→ **Task objective**
Copy out everything from the line containing "Task: segment each" down to the line containing "positive clicks: (413, 347)", swapping "positive clicks" for "foreground clicks" and keeping everything else the same.

→ **Data for processing**
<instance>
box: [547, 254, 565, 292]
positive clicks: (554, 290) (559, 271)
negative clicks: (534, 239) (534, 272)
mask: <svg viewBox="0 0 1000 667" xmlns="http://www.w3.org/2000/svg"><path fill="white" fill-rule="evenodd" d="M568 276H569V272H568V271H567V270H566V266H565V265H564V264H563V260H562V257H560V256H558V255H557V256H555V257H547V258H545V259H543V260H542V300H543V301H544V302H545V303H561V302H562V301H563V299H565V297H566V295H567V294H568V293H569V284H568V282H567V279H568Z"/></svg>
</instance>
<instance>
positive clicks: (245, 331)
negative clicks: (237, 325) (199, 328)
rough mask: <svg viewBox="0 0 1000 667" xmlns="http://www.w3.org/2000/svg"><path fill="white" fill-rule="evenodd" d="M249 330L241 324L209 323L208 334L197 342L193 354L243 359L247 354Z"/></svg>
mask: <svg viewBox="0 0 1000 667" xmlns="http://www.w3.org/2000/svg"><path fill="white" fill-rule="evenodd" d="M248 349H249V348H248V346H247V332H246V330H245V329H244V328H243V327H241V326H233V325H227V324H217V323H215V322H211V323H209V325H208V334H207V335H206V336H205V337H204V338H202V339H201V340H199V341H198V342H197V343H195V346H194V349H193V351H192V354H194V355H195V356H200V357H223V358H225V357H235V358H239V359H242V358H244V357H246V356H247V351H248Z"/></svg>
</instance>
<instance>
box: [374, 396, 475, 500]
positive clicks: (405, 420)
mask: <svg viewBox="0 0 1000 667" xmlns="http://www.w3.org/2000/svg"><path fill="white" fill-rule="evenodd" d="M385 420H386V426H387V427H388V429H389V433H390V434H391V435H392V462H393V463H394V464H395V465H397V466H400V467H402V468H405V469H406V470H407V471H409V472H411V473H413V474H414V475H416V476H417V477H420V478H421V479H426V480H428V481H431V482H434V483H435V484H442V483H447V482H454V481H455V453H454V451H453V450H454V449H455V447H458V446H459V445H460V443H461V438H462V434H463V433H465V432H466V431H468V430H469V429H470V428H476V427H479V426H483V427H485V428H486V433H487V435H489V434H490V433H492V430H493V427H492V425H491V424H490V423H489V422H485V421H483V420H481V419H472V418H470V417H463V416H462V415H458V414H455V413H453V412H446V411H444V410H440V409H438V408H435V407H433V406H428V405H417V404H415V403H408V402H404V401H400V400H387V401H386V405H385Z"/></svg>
...
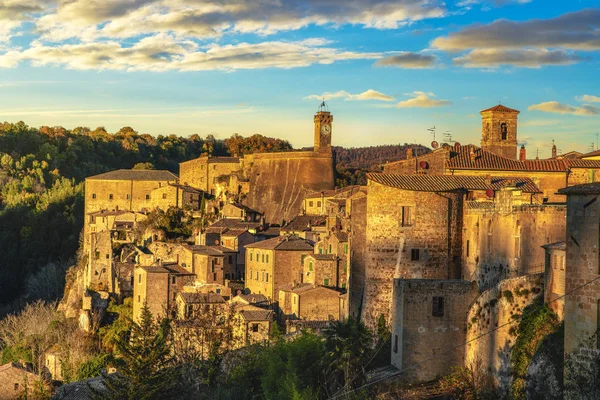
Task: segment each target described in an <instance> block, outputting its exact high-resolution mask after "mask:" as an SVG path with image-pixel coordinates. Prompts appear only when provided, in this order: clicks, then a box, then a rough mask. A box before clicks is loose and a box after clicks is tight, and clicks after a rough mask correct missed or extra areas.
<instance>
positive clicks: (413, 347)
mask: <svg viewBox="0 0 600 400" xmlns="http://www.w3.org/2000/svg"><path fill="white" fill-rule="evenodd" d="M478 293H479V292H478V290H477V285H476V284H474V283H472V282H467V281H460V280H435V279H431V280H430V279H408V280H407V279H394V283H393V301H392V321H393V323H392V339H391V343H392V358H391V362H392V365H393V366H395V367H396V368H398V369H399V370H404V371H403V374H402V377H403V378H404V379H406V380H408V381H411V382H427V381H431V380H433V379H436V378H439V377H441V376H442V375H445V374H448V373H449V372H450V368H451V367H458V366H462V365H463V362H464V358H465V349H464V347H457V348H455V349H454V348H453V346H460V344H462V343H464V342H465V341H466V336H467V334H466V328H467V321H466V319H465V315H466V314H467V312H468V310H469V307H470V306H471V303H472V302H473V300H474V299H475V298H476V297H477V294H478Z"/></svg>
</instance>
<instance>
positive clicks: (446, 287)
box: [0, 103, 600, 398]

→ **Solved problem**
Task: segment each target described in an <instance> block, outputting its exact high-resolution mask after "mask:" as an SVG path with image-pixel coordinates. Prompts appear only when provided, in this order: clicks, then a box, then a rough mask. A box before clicks is loose and a box after clicks is tight, and clicks after a rough mask correct missed or extra areas.
<instance>
foreground clicks: (413, 347)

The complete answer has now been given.